● WHAT YOU NEED TO DO
Copy exactly the lines from the first line of the records below through the line containing "Target = dirt path", including both, and nothing else.

● INPUT
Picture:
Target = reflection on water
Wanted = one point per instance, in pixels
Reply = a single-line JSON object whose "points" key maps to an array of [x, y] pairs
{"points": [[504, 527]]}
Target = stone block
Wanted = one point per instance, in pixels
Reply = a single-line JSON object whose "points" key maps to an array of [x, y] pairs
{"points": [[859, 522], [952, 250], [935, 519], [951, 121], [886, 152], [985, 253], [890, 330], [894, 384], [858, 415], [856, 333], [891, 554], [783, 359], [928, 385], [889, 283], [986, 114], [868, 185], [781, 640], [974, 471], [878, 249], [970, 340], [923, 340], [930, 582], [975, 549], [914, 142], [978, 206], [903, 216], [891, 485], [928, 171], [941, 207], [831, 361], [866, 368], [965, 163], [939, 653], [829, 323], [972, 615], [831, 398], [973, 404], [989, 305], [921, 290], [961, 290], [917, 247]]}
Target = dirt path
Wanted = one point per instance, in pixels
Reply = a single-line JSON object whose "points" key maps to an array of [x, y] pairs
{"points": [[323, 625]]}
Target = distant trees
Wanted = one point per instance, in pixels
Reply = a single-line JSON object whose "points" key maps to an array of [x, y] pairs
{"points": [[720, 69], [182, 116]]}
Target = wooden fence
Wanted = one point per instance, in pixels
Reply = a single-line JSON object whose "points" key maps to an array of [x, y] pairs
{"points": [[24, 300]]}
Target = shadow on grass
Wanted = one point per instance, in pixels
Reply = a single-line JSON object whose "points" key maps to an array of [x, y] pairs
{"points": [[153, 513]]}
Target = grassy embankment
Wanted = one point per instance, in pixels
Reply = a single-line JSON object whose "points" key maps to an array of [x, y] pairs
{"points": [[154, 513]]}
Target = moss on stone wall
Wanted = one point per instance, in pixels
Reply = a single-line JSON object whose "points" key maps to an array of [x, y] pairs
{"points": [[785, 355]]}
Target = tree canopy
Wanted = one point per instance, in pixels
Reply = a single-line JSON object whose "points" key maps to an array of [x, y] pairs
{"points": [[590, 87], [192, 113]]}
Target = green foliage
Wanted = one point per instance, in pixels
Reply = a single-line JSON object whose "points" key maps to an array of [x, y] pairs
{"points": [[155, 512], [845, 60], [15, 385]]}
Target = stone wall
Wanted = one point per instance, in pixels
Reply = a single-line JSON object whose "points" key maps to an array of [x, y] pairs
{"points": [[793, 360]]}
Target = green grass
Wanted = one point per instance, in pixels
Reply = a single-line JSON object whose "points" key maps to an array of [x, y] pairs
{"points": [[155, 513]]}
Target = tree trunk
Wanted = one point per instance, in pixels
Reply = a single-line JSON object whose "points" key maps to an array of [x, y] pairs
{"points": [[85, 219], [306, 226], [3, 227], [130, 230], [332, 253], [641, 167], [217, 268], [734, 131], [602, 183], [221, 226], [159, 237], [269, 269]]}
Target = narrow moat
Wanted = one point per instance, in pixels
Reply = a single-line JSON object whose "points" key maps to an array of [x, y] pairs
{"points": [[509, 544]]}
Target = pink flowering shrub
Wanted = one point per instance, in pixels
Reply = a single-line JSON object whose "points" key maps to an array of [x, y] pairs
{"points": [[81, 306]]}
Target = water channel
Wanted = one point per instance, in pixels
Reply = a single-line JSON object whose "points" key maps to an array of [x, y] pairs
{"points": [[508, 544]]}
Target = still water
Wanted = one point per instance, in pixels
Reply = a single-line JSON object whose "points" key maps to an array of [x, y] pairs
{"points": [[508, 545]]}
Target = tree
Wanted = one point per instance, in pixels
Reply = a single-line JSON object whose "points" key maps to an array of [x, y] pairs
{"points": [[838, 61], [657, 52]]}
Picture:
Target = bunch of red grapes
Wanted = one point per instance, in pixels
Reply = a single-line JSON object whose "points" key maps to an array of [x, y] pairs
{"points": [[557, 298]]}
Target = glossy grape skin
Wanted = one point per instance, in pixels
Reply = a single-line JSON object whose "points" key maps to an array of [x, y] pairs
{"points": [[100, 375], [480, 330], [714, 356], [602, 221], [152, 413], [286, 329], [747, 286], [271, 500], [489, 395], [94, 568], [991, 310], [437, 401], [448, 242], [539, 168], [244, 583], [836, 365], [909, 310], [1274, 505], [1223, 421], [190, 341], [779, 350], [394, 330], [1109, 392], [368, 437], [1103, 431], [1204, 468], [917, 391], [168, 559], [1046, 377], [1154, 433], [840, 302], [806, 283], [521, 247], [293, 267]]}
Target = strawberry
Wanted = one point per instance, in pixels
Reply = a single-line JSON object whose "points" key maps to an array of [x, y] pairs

● SOLUTION
Picture:
Target = reflection on water
Wanted = one point per instance, in pixels
Reply = a single-line JSON object whose "points" key maps to an array of [x, y] pairs
{"points": [[504, 527]]}
Target = stone block
Wanted = one point per instance, in pixels
Reply = a single-line JSON object whose "points" key maps to an array of [x, y] pairs
{"points": [[859, 522], [952, 250], [935, 519], [951, 121], [886, 152], [985, 253], [890, 330], [894, 384], [858, 415], [856, 333], [891, 554], [783, 359], [928, 385], [889, 283], [986, 114], [868, 185], [781, 640], [974, 471], [878, 249], [970, 340], [923, 340], [930, 582], [975, 549], [914, 142], [978, 206], [903, 216], [891, 485], [928, 171], [941, 207], [831, 361], [866, 368], [965, 163], [939, 653], [829, 323], [972, 615], [831, 398], [973, 404], [989, 305], [921, 290], [961, 290], [917, 247]]}
Target = dirt path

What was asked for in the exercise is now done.